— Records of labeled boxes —
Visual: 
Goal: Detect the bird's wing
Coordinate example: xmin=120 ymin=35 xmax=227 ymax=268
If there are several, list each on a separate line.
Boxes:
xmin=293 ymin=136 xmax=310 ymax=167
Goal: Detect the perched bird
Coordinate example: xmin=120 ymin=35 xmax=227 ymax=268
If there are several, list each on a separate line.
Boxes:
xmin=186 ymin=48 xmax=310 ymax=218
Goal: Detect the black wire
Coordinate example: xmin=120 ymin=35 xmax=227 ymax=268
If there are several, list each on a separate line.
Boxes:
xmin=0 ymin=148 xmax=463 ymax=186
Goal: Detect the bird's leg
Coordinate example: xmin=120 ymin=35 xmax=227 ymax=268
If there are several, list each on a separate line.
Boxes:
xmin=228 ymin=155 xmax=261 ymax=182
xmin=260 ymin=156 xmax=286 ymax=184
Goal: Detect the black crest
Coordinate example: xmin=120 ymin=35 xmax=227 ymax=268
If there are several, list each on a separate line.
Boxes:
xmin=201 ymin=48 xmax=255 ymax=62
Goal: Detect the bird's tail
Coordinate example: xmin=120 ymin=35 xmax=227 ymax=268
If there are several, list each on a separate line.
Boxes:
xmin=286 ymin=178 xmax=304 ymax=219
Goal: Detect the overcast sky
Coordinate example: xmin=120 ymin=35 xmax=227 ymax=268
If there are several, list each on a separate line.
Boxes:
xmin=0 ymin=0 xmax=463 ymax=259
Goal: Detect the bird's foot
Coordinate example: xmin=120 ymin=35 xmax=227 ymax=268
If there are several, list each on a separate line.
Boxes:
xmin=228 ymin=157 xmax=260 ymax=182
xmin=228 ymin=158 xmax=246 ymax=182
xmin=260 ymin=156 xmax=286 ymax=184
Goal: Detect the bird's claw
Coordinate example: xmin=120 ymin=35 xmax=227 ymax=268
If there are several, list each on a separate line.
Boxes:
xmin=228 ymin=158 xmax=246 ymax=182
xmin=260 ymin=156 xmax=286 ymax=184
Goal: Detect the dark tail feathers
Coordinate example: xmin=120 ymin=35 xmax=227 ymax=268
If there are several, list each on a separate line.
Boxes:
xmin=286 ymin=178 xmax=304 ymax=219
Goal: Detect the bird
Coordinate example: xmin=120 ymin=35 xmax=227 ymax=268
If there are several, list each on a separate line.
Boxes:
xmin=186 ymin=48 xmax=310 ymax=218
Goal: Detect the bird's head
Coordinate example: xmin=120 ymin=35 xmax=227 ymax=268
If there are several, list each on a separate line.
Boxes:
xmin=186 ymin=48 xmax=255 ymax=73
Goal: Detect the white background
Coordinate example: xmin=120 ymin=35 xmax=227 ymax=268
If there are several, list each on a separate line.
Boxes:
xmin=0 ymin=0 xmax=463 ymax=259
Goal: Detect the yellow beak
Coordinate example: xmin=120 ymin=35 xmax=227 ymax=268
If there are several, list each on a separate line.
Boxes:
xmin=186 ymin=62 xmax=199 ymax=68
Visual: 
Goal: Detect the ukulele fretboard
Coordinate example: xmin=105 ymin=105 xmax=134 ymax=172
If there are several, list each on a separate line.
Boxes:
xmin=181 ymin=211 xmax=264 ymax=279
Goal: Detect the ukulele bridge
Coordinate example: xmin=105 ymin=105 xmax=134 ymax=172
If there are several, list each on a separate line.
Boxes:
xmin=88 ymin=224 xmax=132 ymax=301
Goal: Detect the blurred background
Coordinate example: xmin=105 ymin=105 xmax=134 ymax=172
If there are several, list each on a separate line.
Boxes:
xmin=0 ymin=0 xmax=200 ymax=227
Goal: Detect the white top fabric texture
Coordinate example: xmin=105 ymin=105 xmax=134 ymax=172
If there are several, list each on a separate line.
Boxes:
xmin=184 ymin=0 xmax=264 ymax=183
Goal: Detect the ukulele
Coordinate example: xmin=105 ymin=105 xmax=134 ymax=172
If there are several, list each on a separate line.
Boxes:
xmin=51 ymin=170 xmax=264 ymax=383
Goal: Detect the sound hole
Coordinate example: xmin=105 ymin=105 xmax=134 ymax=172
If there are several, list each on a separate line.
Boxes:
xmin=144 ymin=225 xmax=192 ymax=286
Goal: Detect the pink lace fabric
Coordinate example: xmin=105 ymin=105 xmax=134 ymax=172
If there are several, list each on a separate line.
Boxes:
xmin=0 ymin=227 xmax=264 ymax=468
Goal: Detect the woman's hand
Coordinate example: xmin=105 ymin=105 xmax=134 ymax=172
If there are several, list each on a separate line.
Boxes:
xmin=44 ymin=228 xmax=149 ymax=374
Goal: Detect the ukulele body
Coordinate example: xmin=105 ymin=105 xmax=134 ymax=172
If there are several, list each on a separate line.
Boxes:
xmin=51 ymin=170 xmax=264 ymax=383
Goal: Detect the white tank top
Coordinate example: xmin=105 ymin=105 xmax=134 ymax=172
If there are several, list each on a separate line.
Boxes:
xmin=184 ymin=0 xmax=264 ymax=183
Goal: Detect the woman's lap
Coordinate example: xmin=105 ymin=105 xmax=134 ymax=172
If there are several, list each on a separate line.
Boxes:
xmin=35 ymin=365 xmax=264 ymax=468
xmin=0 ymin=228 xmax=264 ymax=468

— Written problem —
Copy every row above word for word.

— Solution to this exercise —
Visual: 
Goal: Detect the bird's wing
Coordinate example: xmin=120 ymin=35 xmax=227 ymax=268
If there are several, list each on a separate line.
Boxes:
xmin=293 ymin=136 xmax=310 ymax=167
Goal: Detect the perched bird
Coordinate example: xmin=120 ymin=35 xmax=227 ymax=268
If there are several, list each on a separate line.
Boxes:
xmin=186 ymin=48 xmax=310 ymax=218
Goal: Detect the black wire
Coordinate example: xmin=120 ymin=35 xmax=227 ymax=268
If there are several, list each on a separate line.
Boxes:
xmin=0 ymin=148 xmax=463 ymax=186
Goal: Detect the bird's leg
Coordinate example: xmin=120 ymin=35 xmax=227 ymax=268
If there are several, list each on a separate line.
Boxes:
xmin=228 ymin=155 xmax=261 ymax=182
xmin=260 ymin=156 xmax=286 ymax=184
Goal: Detect the black crest
Coordinate example: xmin=120 ymin=35 xmax=227 ymax=268
If there are several, list each on a separate line.
Boxes:
xmin=201 ymin=48 xmax=255 ymax=62
Goal: Detect the bird's tail
Coordinate example: xmin=120 ymin=35 xmax=227 ymax=268
If there are several, list each on a separate line.
Boxes:
xmin=286 ymin=178 xmax=304 ymax=219
Goal: Detect the overcast sky
Coordinate example: xmin=120 ymin=35 xmax=227 ymax=268
If there are several, list each on a separate line.
Boxes:
xmin=0 ymin=0 xmax=463 ymax=259
Goal: Detect the bird's foot
Coordinate example: xmin=120 ymin=35 xmax=227 ymax=268
If there are several, list each on a separate line.
Boxes:
xmin=228 ymin=157 xmax=260 ymax=182
xmin=228 ymin=158 xmax=246 ymax=182
xmin=260 ymin=156 xmax=286 ymax=184
Goal: Detect the bird's claw
Coordinate example: xmin=120 ymin=35 xmax=227 ymax=268
If there are several, list each on a separate line.
Boxes:
xmin=228 ymin=158 xmax=246 ymax=182
xmin=260 ymin=156 xmax=286 ymax=184
Goal: Detect the dark tail feathers
Coordinate example: xmin=120 ymin=35 xmax=227 ymax=268
If there are several, list each on a separate line.
Boxes:
xmin=286 ymin=178 xmax=304 ymax=219
Goal: Detect the bird
Coordinate example: xmin=120 ymin=35 xmax=227 ymax=268
If there are several, list each on a separate line.
Boxes:
xmin=186 ymin=48 xmax=310 ymax=218
Goal: Detect the bird's head
Coordinate example: xmin=120 ymin=35 xmax=227 ymax=268
If there are several, list each on a separate line.
Boxes:
xmin=186 ymin=48 xmax=255 ymax=73
Goal: Detect the white background
Coordinate example: xmin=120 ymin=35 xmax=227 ymax=268
If there are several, list each on a separate line.
Boxes:
xmin=0 ymin=0 xmax=463 ymax=259
Goal: Detect the yellow beak
Coordinate example: xmin=120 ymin=35 xmax=227 ymax=268
If there are several, list each on a separate line.
Boxes:
xmin=186 ymin=62 xmax=199 ymax=68
Visual: 
Goal: Detect the ukulele fretboard
Coordinate example: xmin=105 ymin=105 xmax=134 ymax=172
If there are several, list each on a separate line.
Boxes:
xmin=181 ymin=211 xmax=264 ymax=279
Goal: Detect the ukulele bridge
Coordinate example: xmin=105 ymin=105 xmax=134 ymax=172
If there are several, list each on a separate line.
Boxes:
xmin=88 ymin=224 xmax=132 ymax=301
Goal: Detect the blurred background
Coordinate example: xmin=105 ymin=105 xmax=134 ymax=172
If there are several, list each on a separate line.
Boxes:
xmin=0 ymin=0 xmax=200 ymax=227
Goal: Detect the white top fabric texture
Coordinate example: xmin=105 ymin=105 xmax=134 ymax=172
If there are several, list each on a separate line.
Boxes:
xmin=184 ymin=0 xmax=264 ymax=183
Goal: Detect the ukulele
Coordinate example: xmin=105 ymin=105 xmax=134 ymax=172
If there are several, list each on a separate line.
Boxes:
xmin=51 ymin=170 xmax=264 ymax=383
Goal: Detect the sound hole
Coordinate example: xmin=105 ymin=105 xmax=134 ymax=172
If there are several, list each on a separate line.
Boxes:
xmin=144 ymin=225 xmax=192 ymax=286
Goal: Detect the pink lace fabric
Coordinate example: xmin=105 ymin=105 xmax=134 ymax=172
If there are several, list each on a separate line.
Boxes:
xmin=0 ymin=227 xmax=264 ymax=468
Goal: Detect the woman's hand
Coordinate example: xmin=105 ymin=105 xmax=134 ymax=172
If there are several, list each on a separate line.
Boxes:
xmin=44 ymin=228 xmax=149 ymax=374
Goal: Detect the ukulele body
Coordinate example: xmin=105 ymin=105 xmax=134 ymax=172
If there are several, list each on a separate line.
Boxes:
xmin=51 ymin=170 xmax=264 ymax=383
Goal: Detect the white tank top
Coordinate example: xmin=105 ymin=105 xmax=134 ymax=172
If there are several, list each on a separate line.
Boxes:
xmin=184 ymin=0 xmax=264 ymax=183
Goal: Detect the woman's lap
Coordinate example: xmin=105 ymin=105 xmax=134 ymax=172
If there are several, list each on a separate line.
Boxes:
xmin=35 ymin=365 xmax=264 ymax=468
xmin=0 ymin=228 xmax=264 ymax=468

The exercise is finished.